> **Your instructions**
Reproduce the stretch from the line containing "Task: Where can the brown" through the line containing "[[161, 69]]", swapping "brown hair" for "dark hair" wherever it appears and keeping everything else identical.
## START
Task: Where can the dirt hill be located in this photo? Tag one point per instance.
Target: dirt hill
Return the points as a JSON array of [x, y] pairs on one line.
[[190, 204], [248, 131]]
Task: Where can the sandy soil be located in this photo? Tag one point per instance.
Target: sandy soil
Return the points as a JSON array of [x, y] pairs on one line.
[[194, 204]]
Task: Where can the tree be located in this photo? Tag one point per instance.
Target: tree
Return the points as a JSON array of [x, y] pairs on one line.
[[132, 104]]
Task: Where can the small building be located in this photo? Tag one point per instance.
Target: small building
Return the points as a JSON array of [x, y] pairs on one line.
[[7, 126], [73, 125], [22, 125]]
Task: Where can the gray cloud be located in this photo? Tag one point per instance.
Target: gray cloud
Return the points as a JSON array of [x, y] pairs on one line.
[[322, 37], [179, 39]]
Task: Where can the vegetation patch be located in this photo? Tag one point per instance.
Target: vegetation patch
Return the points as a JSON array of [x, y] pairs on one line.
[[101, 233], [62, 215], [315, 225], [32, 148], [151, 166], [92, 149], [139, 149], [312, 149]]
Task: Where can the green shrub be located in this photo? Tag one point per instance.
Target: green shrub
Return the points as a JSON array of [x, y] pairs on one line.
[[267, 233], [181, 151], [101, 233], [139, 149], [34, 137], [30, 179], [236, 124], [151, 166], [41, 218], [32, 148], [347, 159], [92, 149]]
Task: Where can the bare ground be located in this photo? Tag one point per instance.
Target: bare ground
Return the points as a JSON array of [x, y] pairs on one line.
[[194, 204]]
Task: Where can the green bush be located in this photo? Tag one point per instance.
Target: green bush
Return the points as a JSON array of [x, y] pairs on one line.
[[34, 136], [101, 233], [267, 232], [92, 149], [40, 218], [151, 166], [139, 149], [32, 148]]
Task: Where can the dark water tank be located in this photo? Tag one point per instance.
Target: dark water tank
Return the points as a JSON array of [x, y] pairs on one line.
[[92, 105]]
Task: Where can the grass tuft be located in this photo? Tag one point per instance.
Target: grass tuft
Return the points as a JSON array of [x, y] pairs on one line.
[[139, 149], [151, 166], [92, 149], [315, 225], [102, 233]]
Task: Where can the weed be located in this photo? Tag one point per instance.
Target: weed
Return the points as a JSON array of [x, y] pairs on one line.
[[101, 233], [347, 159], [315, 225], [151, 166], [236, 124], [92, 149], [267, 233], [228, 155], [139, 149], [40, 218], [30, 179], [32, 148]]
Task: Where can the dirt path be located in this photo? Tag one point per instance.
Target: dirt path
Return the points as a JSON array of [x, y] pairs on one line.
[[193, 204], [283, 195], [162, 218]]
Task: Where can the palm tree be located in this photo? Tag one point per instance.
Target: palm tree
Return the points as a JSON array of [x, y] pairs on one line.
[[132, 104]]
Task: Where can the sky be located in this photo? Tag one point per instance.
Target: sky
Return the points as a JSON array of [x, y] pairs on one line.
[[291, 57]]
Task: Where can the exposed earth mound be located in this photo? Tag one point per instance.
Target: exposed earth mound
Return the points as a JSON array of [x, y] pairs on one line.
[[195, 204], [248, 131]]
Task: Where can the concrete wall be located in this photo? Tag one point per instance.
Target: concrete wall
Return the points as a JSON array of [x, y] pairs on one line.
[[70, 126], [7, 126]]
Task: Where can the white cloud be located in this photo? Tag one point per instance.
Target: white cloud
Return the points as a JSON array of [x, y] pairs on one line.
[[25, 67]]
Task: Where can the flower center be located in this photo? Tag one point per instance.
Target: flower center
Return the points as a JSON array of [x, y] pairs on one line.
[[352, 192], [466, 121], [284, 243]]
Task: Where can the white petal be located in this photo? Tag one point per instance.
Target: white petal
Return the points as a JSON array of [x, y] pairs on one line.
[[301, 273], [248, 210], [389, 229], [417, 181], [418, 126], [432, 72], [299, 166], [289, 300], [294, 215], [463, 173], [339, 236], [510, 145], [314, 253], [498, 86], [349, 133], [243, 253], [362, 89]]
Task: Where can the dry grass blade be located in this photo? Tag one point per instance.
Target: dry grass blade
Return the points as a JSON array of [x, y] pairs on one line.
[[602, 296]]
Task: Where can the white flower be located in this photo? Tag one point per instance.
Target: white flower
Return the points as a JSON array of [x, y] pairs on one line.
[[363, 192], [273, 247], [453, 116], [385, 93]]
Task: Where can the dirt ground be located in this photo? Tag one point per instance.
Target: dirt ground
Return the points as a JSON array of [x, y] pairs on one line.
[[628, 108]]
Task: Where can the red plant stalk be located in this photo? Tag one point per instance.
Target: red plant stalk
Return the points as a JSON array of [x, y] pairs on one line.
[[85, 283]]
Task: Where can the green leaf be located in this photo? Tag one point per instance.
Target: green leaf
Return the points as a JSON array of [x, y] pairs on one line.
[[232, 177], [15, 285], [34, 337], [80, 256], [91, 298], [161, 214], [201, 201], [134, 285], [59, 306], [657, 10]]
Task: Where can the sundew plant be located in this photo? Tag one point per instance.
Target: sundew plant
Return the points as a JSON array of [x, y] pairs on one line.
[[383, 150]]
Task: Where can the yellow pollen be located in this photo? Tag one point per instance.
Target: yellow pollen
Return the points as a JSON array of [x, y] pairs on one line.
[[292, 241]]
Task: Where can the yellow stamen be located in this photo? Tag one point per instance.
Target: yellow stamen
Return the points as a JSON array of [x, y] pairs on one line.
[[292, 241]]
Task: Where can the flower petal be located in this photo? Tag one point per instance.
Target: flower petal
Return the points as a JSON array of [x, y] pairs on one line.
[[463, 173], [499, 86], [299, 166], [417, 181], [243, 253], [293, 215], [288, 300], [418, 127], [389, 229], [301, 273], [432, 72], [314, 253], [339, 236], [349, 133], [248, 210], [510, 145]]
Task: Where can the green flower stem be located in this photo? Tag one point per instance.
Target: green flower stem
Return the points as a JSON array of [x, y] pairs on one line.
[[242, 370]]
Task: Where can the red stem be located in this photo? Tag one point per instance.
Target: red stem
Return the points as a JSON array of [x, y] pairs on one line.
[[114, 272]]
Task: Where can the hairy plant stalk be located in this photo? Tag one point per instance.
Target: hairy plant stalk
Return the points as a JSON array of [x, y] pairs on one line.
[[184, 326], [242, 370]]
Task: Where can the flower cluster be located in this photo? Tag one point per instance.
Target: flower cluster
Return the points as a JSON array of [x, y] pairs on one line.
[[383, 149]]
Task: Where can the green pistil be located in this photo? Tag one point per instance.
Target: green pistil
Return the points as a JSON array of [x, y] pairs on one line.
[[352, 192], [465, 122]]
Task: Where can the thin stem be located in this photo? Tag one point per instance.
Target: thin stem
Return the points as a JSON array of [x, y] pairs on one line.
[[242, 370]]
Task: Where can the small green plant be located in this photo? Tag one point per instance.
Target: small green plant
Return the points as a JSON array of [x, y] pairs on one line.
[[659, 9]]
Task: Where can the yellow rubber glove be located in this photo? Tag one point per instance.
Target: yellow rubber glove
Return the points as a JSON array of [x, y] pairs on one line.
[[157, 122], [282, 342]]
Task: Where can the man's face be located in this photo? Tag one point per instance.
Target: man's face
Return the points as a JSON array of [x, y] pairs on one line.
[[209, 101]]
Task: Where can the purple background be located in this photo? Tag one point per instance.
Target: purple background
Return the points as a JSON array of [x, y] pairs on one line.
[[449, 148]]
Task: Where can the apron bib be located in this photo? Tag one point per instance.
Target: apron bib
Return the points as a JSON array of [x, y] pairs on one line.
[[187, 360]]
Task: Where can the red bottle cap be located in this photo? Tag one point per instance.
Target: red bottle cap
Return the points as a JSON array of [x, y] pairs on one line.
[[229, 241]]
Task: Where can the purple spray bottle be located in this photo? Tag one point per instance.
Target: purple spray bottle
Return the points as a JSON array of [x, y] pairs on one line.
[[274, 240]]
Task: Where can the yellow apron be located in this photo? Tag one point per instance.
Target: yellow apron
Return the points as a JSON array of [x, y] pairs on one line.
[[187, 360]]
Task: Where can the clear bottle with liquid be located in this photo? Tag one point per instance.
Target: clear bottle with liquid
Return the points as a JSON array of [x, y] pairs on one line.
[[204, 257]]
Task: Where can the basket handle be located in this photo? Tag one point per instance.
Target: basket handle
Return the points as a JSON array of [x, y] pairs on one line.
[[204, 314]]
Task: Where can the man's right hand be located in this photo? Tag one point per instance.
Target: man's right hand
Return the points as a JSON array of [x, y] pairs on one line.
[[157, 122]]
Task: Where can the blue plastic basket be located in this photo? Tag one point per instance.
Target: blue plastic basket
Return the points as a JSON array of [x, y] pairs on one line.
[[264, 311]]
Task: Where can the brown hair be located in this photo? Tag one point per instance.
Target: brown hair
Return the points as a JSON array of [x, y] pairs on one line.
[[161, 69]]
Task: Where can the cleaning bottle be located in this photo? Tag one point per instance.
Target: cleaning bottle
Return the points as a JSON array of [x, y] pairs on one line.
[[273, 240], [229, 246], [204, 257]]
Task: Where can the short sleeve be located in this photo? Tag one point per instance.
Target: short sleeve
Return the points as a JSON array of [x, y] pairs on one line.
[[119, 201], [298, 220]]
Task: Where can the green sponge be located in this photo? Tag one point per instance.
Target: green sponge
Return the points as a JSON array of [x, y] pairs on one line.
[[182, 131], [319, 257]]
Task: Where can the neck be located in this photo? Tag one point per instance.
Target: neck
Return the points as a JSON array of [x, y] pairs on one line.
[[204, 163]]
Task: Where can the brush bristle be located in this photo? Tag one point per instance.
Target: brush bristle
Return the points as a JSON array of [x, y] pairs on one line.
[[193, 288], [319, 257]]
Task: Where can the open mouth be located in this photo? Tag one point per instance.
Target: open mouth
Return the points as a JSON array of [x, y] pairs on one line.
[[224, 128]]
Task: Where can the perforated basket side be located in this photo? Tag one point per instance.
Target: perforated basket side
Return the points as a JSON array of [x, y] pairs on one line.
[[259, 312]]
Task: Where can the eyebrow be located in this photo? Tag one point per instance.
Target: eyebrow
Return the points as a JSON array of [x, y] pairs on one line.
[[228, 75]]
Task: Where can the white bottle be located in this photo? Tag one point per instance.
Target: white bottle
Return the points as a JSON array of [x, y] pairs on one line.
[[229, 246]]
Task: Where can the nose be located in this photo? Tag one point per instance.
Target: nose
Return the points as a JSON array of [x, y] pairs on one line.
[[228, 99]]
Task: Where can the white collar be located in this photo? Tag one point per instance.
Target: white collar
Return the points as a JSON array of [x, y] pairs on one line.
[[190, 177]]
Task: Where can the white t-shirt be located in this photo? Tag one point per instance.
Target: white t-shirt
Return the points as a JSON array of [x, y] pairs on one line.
## END
> **Answer to this task**
Task: Where can the dark hair be located in this photo? Tag one point per instance.
Target: dark hair
Return the points as a JSON array of [x, y] pairs on one line.
[[161, 69]]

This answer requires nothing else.